__Task requirements__:
Rewrite the following items as a numbered list, leaving out any blank lines.

__Dataset content__:
Start of Block
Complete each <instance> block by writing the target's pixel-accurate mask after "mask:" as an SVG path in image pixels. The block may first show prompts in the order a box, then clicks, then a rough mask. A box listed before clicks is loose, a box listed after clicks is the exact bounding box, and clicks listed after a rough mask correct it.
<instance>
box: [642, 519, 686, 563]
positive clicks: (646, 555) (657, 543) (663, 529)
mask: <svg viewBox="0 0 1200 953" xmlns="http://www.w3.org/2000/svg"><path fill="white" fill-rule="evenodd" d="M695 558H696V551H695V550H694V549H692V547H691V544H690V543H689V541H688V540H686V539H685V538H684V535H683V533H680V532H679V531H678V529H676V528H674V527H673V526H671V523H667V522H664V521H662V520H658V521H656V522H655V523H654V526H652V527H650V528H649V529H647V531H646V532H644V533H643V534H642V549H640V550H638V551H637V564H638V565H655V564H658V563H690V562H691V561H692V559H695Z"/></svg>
End of Block
__Answer box__:
1. Complete each <instance> block by writing the target's pixel-accurate mask after "mask:" as an SVG path in image pixels. The block may first show prompts in the order a box, then clicks, then a rough mask. A box listed before clicks is loose, a box listed after clicks is the exact bounding box, and clicks listed after a rough mask correct it.
2. <instance>
3. box: [642, 519, 686, 563]
4. positive clicks: (646, 555) (657, 543) (663, 529)
5. mask: <svg viewBox="0 0 1200 953" xmlns="http://www.w3.org/2000/svg"><path fill="white" fill-rule="evenodd" d="M695 558H696V551H695V550H694V549H692V547H691V544H690V543H689V541H688V540H686V539H685V538H684V535H683V533H680V532H679V531H678V529H676V528H674V527H673V526H671V523H667V522H664V521H662V520H658V521H656V522H655V523H654V526H652V527H650V528H649V529H647V531H646V532H644V533H643V534H642V549H640V550H638V551H637V564H638V565H655V564H658V563H690V562H691V561H692V559H695Z"/></svg>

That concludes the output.